┌─ Records for this task

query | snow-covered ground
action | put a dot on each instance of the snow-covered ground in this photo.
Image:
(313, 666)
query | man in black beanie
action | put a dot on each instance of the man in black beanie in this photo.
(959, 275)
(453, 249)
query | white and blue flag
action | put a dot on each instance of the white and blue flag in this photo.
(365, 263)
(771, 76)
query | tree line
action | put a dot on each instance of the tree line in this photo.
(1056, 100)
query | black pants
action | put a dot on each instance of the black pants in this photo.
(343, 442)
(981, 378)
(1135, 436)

└─
┌─ Records for this task

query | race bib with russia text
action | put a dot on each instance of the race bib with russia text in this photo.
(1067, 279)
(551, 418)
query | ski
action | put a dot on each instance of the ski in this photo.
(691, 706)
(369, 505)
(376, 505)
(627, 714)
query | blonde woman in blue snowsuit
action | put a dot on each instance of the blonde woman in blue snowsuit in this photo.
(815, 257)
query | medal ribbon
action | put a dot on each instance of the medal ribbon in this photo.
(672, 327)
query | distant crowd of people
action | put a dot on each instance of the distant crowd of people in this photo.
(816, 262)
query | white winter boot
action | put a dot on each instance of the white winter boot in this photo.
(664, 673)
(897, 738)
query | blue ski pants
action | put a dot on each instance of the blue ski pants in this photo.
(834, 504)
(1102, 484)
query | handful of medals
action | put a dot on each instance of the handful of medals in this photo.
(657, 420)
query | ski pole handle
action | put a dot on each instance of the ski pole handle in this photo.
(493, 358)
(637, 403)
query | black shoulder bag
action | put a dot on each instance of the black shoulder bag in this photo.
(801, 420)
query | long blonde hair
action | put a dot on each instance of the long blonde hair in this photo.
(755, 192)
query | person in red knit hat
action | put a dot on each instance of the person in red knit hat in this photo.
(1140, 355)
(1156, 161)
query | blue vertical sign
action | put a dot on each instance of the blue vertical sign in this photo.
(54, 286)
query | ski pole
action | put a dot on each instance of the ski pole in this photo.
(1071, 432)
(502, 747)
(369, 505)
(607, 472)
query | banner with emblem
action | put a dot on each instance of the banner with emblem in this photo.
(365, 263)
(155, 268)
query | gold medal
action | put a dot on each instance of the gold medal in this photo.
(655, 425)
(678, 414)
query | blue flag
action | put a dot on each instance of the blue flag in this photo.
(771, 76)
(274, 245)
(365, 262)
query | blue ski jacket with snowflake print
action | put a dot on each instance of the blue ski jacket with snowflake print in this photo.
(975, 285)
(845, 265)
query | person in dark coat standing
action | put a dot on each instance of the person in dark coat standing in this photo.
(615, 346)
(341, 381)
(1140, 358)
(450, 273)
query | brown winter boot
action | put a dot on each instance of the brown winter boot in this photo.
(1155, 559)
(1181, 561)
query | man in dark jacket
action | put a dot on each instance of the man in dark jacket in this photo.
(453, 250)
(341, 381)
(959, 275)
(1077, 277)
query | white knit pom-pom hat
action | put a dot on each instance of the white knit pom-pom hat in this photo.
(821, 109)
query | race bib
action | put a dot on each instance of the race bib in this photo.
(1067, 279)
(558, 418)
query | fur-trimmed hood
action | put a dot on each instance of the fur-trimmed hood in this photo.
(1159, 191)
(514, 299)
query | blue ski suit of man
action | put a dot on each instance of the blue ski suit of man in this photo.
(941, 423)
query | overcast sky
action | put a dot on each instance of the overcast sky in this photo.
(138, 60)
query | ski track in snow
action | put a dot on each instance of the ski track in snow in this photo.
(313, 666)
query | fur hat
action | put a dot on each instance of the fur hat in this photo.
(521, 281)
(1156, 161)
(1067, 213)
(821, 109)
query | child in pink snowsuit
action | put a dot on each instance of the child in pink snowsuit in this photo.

└─
┌─ Records for this task

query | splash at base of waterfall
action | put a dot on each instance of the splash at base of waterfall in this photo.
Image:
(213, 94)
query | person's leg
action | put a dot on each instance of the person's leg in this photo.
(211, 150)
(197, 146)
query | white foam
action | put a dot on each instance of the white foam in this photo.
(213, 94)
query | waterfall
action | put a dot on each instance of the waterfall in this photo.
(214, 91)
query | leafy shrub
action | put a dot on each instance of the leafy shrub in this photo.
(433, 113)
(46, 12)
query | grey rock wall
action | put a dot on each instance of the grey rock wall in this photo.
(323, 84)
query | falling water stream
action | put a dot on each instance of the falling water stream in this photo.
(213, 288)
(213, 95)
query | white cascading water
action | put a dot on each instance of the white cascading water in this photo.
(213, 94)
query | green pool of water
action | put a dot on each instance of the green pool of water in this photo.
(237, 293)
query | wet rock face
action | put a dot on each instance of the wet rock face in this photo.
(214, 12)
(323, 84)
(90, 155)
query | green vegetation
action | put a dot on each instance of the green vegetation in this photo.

└─

• Stated goal:
Pick out and copy each line in the records that contains the word "handle".

• Result of this exercise:
query | ski pole handle
action | put a dot on each instance of the ski pole handle in this photo.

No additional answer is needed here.